◆ Task prompt
Tally the lines in the material below that contain the string "brown", treating case as significant, and reply with that number only.

◆ Data shown
+ + + + + + +

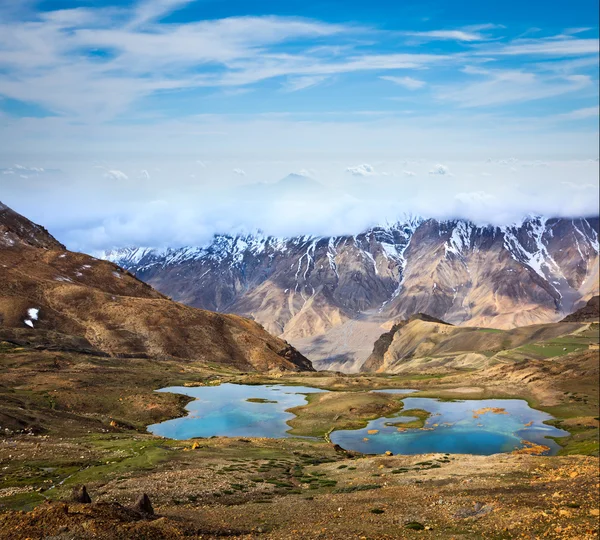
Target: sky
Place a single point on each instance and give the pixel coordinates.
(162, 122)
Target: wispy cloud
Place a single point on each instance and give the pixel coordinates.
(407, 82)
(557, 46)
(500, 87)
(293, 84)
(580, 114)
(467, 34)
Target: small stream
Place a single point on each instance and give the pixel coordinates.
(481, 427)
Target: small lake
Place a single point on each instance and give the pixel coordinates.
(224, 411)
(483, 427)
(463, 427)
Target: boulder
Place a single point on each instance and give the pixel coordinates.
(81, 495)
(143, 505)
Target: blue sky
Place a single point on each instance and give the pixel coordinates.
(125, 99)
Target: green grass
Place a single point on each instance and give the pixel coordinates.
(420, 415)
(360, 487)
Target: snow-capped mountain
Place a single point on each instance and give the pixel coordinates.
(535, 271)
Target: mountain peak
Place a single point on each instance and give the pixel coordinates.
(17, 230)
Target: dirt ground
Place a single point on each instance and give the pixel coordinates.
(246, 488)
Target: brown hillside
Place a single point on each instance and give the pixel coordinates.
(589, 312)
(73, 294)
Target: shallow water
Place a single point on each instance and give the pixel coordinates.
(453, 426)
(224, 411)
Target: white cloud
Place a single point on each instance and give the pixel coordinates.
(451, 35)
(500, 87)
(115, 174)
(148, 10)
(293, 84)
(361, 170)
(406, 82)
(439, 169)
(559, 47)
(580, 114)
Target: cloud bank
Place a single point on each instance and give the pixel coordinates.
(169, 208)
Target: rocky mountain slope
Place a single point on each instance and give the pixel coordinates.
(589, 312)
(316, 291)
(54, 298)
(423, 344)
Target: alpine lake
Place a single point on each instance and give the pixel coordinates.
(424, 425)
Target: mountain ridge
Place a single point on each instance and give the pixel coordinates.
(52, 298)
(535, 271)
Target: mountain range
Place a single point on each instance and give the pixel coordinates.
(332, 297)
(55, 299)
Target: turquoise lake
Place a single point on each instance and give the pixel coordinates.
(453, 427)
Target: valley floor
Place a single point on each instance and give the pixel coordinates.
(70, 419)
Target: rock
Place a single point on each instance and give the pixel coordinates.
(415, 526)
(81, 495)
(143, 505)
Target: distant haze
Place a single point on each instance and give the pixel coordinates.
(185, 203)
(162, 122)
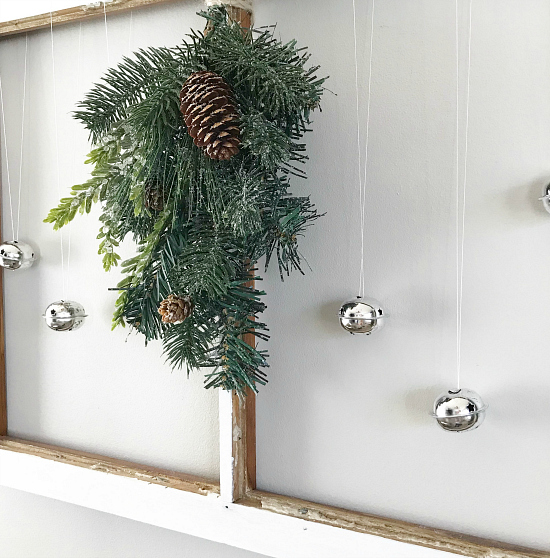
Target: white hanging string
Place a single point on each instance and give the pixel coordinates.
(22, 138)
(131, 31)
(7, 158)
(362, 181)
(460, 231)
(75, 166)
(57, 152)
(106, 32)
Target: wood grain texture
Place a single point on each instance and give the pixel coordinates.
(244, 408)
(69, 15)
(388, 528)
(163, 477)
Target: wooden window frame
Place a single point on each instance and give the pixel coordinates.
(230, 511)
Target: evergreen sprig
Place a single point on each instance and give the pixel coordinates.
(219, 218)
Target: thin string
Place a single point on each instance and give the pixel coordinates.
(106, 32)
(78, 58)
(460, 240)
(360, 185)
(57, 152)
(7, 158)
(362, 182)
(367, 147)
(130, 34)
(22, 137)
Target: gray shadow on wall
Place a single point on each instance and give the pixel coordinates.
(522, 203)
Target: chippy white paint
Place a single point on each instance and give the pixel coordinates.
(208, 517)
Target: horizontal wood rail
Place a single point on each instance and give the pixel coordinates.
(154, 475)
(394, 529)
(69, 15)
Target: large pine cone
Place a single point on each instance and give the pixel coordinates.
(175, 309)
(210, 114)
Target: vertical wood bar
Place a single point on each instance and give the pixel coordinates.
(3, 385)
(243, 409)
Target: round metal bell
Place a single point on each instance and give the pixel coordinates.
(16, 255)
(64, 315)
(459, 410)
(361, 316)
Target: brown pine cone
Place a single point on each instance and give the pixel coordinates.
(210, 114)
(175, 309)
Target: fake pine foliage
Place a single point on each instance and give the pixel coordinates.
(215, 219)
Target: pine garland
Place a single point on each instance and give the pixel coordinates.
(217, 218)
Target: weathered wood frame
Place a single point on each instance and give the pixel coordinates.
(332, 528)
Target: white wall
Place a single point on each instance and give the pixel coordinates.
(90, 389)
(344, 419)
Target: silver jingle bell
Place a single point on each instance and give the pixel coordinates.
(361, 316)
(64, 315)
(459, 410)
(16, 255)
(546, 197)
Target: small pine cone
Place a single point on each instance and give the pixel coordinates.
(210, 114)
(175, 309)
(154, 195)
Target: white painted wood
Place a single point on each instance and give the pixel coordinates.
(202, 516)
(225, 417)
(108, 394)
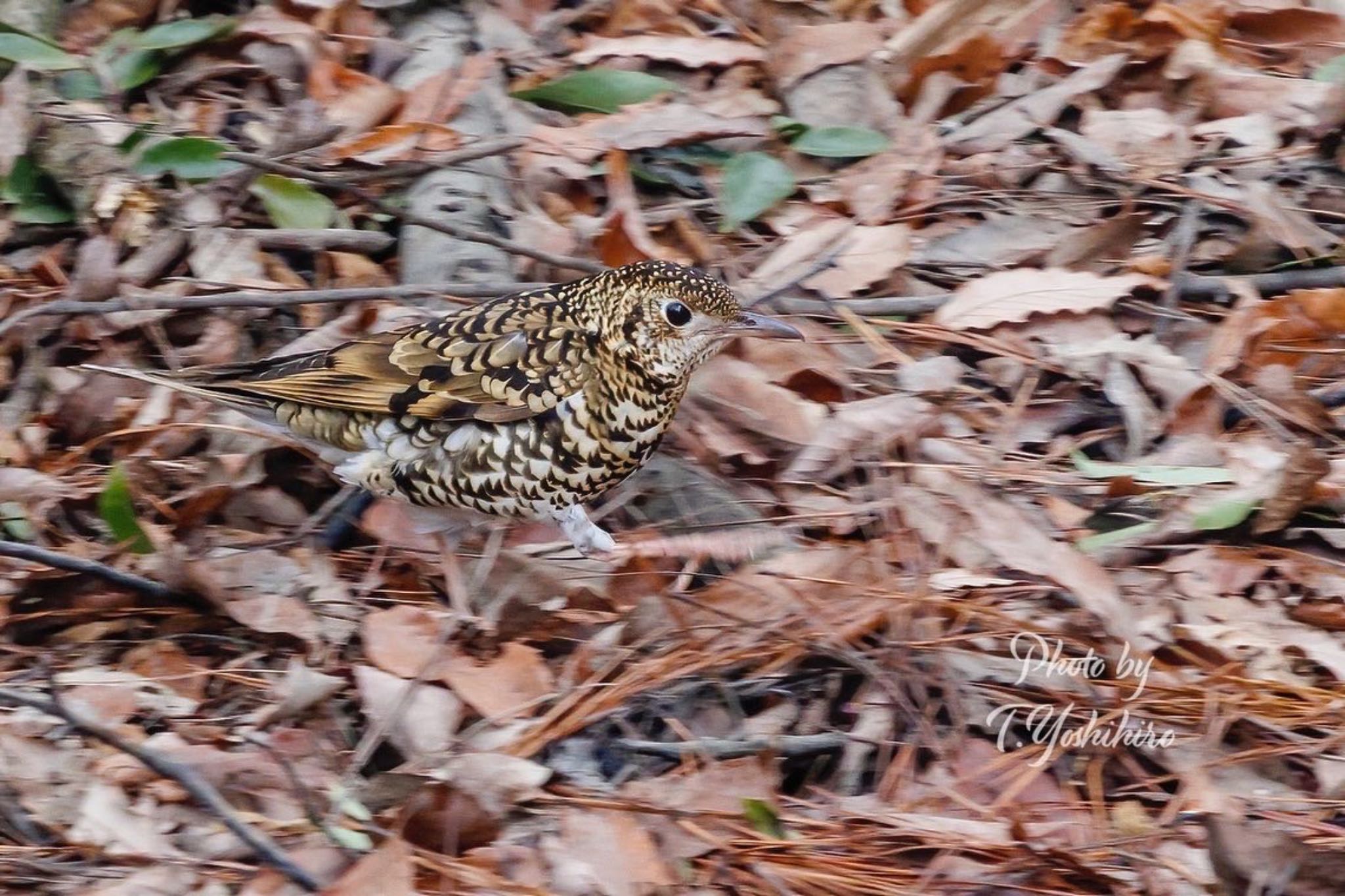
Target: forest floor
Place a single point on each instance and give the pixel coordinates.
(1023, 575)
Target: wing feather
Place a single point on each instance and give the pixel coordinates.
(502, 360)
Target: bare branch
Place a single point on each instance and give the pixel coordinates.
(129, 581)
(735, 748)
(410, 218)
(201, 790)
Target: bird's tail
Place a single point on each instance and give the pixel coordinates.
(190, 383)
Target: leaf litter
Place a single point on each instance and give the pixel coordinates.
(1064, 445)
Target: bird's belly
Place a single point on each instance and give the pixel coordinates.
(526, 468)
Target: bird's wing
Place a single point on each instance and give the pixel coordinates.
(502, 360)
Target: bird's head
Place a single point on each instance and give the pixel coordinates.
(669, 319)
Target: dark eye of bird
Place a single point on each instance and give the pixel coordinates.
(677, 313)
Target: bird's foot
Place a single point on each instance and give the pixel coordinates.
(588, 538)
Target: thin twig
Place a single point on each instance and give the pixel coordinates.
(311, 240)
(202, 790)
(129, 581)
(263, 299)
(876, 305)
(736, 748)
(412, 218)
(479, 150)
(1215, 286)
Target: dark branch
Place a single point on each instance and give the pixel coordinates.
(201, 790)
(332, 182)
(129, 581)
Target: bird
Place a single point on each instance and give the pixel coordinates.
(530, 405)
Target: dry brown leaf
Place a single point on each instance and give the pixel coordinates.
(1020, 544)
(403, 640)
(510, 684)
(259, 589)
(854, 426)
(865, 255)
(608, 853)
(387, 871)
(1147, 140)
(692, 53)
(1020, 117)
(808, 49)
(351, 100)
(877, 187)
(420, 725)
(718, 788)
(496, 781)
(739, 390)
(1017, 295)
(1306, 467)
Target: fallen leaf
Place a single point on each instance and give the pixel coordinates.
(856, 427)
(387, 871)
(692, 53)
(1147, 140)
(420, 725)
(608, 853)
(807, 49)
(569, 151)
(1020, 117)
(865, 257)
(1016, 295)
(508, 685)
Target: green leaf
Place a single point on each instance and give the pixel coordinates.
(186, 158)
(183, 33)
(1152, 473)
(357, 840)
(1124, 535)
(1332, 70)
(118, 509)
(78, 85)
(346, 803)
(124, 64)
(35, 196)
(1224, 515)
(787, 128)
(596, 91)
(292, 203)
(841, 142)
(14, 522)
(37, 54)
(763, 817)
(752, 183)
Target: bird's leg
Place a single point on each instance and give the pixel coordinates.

+ + + + + + +

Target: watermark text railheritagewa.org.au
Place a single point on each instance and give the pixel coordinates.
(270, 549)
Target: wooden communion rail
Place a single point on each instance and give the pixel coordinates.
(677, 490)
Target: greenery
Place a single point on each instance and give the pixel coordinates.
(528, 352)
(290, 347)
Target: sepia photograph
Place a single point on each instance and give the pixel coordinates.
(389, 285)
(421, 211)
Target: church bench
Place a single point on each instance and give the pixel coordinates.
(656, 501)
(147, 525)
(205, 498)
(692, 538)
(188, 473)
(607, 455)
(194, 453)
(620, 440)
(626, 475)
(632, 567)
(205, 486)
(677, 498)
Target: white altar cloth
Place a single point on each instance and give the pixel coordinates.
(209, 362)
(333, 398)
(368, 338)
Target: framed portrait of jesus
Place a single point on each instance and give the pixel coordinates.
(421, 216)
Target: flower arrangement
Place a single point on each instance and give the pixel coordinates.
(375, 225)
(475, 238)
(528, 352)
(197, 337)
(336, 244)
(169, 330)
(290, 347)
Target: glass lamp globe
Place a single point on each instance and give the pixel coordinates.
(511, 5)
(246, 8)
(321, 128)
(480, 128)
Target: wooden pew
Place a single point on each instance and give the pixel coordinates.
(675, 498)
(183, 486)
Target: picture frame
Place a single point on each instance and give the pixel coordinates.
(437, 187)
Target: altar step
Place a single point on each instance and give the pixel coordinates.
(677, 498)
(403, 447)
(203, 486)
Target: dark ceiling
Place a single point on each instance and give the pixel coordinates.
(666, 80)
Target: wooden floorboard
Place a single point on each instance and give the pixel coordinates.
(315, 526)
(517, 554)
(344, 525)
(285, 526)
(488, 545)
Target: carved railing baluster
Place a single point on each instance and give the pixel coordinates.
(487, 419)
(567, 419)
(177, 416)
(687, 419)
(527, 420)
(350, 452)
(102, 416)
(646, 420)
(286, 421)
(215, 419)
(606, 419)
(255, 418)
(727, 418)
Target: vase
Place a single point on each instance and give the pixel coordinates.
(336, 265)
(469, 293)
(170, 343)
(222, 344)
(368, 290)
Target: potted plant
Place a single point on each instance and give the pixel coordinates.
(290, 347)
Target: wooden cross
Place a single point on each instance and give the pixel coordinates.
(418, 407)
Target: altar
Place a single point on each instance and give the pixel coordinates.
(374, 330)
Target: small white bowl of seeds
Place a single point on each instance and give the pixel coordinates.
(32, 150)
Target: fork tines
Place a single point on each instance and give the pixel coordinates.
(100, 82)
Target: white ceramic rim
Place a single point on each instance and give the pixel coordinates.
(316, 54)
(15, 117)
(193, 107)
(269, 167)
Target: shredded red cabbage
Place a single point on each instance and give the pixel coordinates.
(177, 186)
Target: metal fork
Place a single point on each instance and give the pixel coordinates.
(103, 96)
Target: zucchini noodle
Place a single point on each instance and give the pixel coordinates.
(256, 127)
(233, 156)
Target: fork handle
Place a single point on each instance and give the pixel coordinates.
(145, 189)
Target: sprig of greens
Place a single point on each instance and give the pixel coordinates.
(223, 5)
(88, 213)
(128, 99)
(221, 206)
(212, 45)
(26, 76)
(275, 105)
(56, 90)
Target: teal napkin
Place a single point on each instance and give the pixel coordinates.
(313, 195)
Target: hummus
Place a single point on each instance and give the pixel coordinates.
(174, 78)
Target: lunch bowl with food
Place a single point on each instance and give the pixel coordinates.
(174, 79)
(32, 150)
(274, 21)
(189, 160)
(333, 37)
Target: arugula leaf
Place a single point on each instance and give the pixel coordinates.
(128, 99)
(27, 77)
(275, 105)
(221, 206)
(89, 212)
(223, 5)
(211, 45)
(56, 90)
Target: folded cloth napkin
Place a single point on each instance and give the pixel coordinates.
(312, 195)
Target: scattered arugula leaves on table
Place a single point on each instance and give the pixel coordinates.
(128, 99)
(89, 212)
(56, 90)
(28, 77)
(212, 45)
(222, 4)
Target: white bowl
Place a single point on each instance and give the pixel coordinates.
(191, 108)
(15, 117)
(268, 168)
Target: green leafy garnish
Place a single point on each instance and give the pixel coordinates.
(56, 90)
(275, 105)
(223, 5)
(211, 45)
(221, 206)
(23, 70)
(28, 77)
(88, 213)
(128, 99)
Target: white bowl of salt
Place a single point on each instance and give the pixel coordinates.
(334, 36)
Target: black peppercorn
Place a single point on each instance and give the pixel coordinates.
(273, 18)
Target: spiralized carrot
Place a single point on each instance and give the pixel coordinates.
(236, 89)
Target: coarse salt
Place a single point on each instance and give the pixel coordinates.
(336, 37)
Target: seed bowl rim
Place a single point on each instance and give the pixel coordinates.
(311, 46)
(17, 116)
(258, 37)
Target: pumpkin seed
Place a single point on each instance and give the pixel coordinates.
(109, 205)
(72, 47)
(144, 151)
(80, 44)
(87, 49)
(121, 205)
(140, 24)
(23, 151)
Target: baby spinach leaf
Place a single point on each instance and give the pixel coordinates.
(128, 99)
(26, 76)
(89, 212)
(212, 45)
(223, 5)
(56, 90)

+ + + + + + +

◆ Final result
3